§ Given records

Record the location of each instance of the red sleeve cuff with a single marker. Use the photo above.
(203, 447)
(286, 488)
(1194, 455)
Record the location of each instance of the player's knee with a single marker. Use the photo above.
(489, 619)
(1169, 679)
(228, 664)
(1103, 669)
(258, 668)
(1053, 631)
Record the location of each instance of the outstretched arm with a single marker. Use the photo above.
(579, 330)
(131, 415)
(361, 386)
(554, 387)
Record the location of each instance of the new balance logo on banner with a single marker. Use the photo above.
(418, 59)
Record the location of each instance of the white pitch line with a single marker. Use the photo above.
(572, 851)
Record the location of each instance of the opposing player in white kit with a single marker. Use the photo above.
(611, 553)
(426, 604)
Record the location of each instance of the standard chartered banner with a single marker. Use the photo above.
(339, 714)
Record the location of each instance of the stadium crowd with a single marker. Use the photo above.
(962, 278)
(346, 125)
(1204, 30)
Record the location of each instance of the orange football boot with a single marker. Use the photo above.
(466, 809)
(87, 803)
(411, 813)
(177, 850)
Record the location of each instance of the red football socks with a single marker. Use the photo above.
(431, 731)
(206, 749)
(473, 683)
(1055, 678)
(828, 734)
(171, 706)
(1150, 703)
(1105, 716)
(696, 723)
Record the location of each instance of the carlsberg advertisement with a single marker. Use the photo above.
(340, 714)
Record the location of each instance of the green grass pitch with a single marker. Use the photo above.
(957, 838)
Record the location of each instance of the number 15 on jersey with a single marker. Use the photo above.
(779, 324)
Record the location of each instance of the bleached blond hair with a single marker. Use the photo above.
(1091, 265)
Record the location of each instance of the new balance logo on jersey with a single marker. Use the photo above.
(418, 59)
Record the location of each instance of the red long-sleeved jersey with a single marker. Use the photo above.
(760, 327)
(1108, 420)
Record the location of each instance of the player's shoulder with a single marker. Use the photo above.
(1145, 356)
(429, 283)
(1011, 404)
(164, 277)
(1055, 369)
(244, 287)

§ Task statement
The records above are to be set down again exactly as written.

§ Result of this exercise
Record the location of each instance of the red sleeve cuff with a single marker. Use the photo above.
(203, 447)
(286, 488)
(1194, 455)
Record the location of each instance of the player's knee with a single marker. Use the photo above.
(489, 619)
(1169, 679)
(228, 664)
(1103, 669)
(258, 668)
(1053, 631)
Record the location of each instance of the outstretched arm with a single marker. Use the photo above.
(579, 330)
(131, 415)
(361, 386)
(554, 387)
Record the location of each instance of the new balance logo on banner with a single marker. Use the photo above.
(418, 59)
Record the location of each instance of the white pitch line with a single marker. Use the photo above.
(572, 851)
Record the location of each instance of the opposing player in white kit with a single marker. Use the photo above.
(611, 553)
(426, 604)
Record the location of each instance of the standard chartered banner with a single marker. Use the photo above.
(339, 714)
Record the location of each instance of the stadium crowd with a single marker. Use the photo above.
(962, 278)
(346, 125)
(1204, 30)
Record the location of each instance of the orange football boot with a single marker. Use the photo above.
(466, 809)
(87, 803)
(411, 813)
(177, 850)
Record the location of each instance of the red football socks with a single marker. Use the photo above.
(431, 731)
(206, 749)
(473, 683)
(1055, 678)
(828, 734)
(171, 706)
(1150, 703)
(1105, 716)
(696, 723)
Record the location of each instance of the carlsberg advertisement with a single marker. Use the photo above.
(340, 714)
Record the location of each instance of the green grass pitch with a single marker. Use the photo above.
(957, 838)
Record the location of each instance of the number 15 on jersey with a single marker. Use the photo above.
(779, 324)
Record the location of each instance of the bleached blond hair with a single marker. Use the photo above.
(1091, 265)
Record the location of each instance of the new balance logo on jersey with a single marker. Use the photo above.
(418, 59)
Record the location of each instance of the red long-sleeved jersey with a single marker. Use the photo above.
(760, 327)
(1108, 420)
Record the location of each instance of the player's shoulder with a single marker. Use the photo above.
(1145, 356)
(429, 283)
(1011, 404)
(164, 277)
(1055, 369)
(244, 287)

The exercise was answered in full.